AIM:
Rewrite every line from the one containing "Q: For every instance of the excavated" through the end of the items, requests included. Multiply each point coordinate in the answers by 2.1 and round it to a whole number, with halves rounded up.

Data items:

— Start —

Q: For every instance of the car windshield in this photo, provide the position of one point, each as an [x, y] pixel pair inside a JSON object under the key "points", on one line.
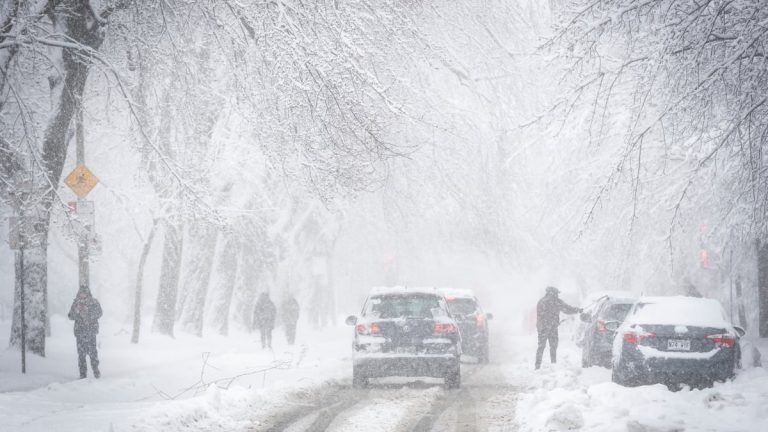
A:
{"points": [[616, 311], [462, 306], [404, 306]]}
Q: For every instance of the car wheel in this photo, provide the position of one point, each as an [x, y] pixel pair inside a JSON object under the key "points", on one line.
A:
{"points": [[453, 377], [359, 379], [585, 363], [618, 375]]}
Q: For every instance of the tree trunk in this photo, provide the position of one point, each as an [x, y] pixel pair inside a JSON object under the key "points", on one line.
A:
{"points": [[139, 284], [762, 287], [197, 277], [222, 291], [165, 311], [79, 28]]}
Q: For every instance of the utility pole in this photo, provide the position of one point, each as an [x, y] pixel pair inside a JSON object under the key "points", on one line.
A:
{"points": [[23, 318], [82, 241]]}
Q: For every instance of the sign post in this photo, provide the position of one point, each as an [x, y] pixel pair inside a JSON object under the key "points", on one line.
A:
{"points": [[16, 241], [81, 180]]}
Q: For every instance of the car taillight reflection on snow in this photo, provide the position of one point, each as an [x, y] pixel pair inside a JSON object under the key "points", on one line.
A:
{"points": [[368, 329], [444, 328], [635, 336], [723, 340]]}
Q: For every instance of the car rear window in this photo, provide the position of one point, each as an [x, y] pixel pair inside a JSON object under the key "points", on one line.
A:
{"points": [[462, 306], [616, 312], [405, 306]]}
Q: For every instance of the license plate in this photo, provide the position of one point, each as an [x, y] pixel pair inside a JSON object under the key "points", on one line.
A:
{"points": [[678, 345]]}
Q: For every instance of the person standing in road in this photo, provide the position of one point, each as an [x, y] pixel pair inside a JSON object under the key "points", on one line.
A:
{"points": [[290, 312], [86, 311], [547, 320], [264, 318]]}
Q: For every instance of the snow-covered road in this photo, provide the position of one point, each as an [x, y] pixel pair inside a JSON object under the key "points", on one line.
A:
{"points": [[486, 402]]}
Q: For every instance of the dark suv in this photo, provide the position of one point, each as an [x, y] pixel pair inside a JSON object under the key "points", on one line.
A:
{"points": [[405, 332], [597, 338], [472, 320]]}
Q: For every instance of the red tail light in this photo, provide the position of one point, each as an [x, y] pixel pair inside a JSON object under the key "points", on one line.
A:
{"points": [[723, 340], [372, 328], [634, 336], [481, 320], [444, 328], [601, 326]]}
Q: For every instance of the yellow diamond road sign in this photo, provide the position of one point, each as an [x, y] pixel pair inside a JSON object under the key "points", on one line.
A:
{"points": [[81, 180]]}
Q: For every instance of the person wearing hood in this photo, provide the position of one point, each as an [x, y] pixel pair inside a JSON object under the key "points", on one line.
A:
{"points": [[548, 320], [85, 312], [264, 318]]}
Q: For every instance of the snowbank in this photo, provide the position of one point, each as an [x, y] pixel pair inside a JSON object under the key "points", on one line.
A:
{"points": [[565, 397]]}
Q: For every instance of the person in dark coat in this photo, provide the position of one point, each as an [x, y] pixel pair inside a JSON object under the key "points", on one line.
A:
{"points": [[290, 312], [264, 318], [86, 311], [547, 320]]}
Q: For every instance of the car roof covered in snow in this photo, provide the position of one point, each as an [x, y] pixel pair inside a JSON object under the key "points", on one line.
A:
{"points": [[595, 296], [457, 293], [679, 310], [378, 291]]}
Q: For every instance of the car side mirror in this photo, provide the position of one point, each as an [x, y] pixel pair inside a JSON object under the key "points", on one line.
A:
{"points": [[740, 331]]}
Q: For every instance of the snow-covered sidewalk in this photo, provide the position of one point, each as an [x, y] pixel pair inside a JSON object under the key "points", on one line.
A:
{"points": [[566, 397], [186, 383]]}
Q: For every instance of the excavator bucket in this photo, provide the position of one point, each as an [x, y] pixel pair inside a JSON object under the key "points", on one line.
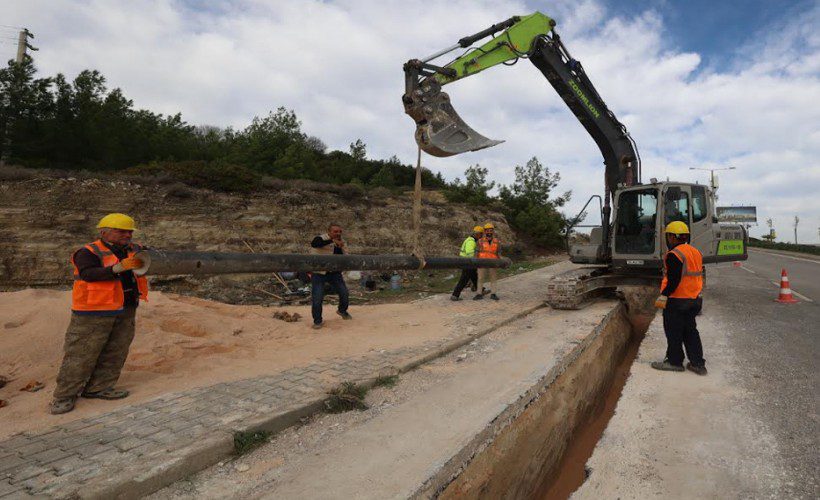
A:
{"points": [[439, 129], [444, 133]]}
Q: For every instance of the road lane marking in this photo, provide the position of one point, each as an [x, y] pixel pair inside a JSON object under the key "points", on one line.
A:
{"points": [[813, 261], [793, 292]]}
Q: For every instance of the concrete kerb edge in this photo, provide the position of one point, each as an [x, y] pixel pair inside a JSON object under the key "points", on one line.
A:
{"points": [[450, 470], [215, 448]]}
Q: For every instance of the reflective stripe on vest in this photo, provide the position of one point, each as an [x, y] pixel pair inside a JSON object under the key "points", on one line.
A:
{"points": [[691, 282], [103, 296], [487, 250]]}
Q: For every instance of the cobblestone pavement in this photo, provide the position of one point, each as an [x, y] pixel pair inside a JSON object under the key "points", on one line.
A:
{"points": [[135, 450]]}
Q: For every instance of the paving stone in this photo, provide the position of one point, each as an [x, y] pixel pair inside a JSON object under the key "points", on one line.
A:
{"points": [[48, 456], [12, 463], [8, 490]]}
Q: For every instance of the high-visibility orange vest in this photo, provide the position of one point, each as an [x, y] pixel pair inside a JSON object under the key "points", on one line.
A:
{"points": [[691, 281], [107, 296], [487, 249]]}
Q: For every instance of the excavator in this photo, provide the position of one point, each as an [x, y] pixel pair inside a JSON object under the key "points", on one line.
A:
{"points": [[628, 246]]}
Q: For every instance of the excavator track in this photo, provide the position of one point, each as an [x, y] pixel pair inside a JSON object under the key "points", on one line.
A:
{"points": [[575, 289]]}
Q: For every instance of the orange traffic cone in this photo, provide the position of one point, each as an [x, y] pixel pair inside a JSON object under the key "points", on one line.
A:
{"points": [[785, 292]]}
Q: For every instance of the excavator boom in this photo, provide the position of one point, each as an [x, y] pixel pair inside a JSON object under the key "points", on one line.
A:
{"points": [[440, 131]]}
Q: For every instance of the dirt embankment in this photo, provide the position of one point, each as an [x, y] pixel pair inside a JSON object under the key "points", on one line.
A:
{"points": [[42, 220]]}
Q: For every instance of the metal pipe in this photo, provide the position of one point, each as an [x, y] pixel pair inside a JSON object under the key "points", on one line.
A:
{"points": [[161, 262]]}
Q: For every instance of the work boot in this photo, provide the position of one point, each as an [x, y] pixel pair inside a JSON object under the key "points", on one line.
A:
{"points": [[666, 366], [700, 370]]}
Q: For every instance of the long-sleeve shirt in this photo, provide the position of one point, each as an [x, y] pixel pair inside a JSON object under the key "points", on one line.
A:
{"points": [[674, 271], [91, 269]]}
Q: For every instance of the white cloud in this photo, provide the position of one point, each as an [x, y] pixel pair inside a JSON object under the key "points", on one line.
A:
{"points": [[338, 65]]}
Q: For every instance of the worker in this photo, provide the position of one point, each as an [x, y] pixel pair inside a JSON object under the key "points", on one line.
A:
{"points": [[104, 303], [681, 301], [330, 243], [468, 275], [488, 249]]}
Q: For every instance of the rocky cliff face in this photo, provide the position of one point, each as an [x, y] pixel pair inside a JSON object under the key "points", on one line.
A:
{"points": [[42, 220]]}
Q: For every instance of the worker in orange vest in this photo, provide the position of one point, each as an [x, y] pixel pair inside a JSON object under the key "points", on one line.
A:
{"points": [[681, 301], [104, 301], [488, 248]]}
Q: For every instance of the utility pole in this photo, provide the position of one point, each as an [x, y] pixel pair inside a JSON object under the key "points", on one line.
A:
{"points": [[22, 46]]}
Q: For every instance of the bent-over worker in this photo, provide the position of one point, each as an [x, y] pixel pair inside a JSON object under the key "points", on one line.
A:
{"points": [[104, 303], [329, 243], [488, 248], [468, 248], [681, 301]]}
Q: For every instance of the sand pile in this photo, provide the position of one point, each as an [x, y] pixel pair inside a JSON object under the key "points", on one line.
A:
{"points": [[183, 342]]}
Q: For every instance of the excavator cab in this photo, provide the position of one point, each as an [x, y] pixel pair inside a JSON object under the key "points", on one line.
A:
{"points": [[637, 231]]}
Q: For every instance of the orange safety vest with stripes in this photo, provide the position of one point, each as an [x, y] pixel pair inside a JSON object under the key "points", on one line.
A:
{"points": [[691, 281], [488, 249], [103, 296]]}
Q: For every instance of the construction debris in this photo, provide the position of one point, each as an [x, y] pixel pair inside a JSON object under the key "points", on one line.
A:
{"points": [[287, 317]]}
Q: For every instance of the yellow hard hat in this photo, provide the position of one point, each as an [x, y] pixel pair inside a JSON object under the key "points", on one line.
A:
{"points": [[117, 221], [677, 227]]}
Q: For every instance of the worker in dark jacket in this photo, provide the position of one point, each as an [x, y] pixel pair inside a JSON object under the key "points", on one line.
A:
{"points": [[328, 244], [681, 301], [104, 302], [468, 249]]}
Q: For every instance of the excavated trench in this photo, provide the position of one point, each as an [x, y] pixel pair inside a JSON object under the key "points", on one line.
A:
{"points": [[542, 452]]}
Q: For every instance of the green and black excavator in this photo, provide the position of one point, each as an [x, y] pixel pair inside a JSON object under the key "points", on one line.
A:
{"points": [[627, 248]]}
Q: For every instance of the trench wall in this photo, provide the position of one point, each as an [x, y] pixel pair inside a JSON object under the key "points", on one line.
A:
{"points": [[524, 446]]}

— End —

COMPLETE ANSWER:
Q: For every instance of the excavated trench in this photo, provide the position of one point, each as an [x, y] pixel pair inside a JSON object under the key "points", on one line.
A:
{"points": [[1138, 949]]}
Q: For every instance of the green and black excavator in this photo, provide the position of one point, each as an [x, y] pixel pair inside a JSON object under the key "points", on one line.
A:
{"points": [[1317, 521]]}
Q: For every instance of the trench wall in this photo, provide the position of one point, each as an [x, y] pixel pair inside a JSON object under the key "points", on one line.
A:
{"points": [[1100, 937]]}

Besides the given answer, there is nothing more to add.